[Document source]

Gouvernance, Bénin – Dans ce deuxième volet de notre série consacrée aux conclusions de l’audit des marchés publics de 2021, la rédaction de La Marina BJ s’intéresse à la municipalité de Cotonou. L’audit, réalisé par le cabinet NIMADEN L. Expertises SARL, révèle des anomalies inquiétantes dans la gestion des projets financés par des fonds publics.
Entre matériels acquis mais introuvables, équipements sous-exploités et infrastructures montrant des signes précoces de dégradation, les constats posent des questions cruciales sur la transparence et le suivi des projets publics dans la capitale économique du Bénin.

[Entrées présentées]
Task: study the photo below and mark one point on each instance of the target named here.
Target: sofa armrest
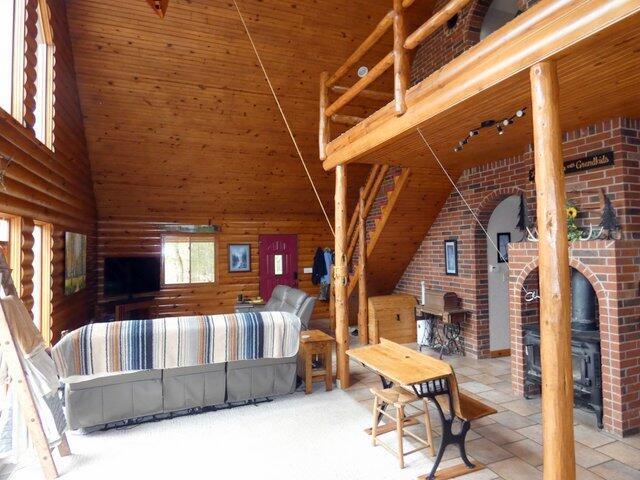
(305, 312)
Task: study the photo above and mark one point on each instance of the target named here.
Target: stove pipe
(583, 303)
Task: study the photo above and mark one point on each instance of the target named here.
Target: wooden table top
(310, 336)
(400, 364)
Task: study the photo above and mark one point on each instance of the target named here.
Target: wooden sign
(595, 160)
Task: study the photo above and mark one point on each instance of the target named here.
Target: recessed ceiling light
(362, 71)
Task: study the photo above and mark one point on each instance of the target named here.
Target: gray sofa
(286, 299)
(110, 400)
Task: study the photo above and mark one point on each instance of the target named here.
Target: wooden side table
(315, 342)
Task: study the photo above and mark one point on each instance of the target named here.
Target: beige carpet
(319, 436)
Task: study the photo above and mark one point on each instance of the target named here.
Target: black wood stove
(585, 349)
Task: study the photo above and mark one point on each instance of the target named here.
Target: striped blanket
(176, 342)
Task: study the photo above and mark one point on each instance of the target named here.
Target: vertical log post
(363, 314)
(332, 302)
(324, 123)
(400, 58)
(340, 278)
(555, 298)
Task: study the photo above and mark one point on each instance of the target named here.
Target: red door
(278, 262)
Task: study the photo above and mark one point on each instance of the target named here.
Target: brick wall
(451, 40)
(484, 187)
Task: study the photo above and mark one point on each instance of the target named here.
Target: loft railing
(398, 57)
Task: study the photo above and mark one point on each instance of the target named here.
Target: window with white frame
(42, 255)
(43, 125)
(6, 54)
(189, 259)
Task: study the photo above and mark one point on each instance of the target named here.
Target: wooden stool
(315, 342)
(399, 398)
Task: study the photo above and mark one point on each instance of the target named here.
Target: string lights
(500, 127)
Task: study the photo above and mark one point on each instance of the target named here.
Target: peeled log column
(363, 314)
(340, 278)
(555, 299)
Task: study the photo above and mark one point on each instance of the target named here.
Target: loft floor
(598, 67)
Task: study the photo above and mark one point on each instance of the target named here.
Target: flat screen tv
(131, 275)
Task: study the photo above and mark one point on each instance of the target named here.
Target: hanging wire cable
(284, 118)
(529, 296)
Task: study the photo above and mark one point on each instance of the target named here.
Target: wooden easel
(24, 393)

* * *

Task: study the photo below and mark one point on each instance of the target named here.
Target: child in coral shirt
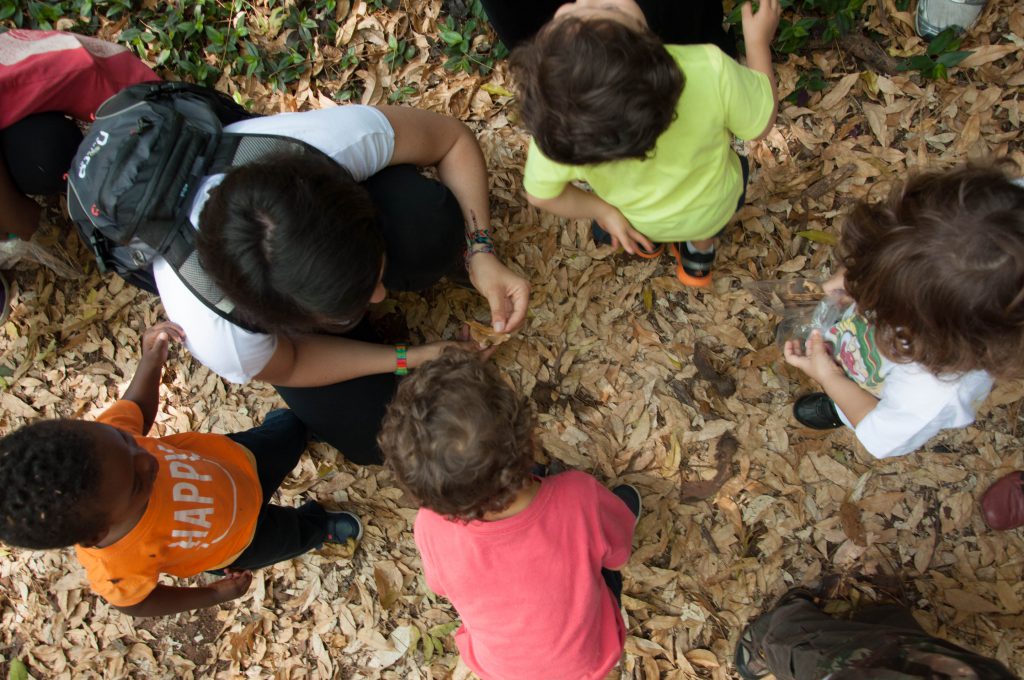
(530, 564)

[Série d'exercices]
a: Recopiez le passage de l'article sur l'audit de Cotonou, en commençant à « Gouvernance, Bénin – » et en terminant à « économique du Bénin. ».
b: Ramenez à une courte liste le paragraphe de l'article sur l'audit de Cotonou qui commence par « Entre matériels acquis », sans perdre ses principaux constats.
c: Reprenez l'article sur l'audit de Cotonou là où il s'arrête et poursuivez-en la rédaction.

[Réponses]
a:
Gouvernance, Bénin – Dans ce deuxième volet de notre série consacrée aux conclusions de l’audit des marchés publics de 2021, la rédaction de La Marina BJ s’intéresse à la municipalité de Cotonou. L’audit, réalisé par le cabinet NIMADEN L. Expertises SARL, révèle des anomalies inquiétantes dans la gestion des projets financés par des fonds publics.
Entre matériels acquis mais introuvables, équipements sous-exploités et infrastructures montrant des signes précoces de dégradation, les constats posent des questions cruciales sur la transparence et le suivi des projets publics dans la capitale économique du Bénin.

b:
- Matériels acquis mais introuvables
- Équipements sous-exploités
- Infrastructures montrant des signes précoces de dégradation
- Ces constats soulèvent des questions sur la transparence et le suivi des projets publics à Cotonou, capitale économique du Bénin.

c:
Des équipements médicaux introuvables et un suivi insuffisant
L’un des marchés audités portait sur l’acquisition d’équipements de laboratoire, de matériels médico-sociaux et la construction d’un bâtiment sanitaire, un contrat confié à CMAB GROUP. Lors de la visite effectuée le 15 février 2024, les auditeurs ont relevé des irrégularités préoccupantes dans la traçabilité des équipements. Parmi les 25 équipements destinés aux centres de santé et les 14 équipements de laboratoire prévus dans le contrat, plusieurs matériels demeurent introuvables. Les équipements manquants incluent six congélateurs biomédicaux, deux appareils de radiographie numérisée mobile, cinq autoclaves bactériologiques, dix plateaux de soins et cinq paravents médicaux de séparation.
L’absence de ces matériels a été constatée lors de vérifications sur le terrain et dans les procès-verbaux de réception. Au centre hospitalier de Suru-Léré, l’équipe d’audit a découvert six lits de réanimation modernes qui ne correspondent pas à ceux inscrits dans le contrat et qui ne portent aucune estampille permettant de les associer au marché en question. Ces anomalies soulèvent de sérieuses inquiétudes sur la destination réelle des équipements prévus et sur la gestion documentaire liée à leur distribution.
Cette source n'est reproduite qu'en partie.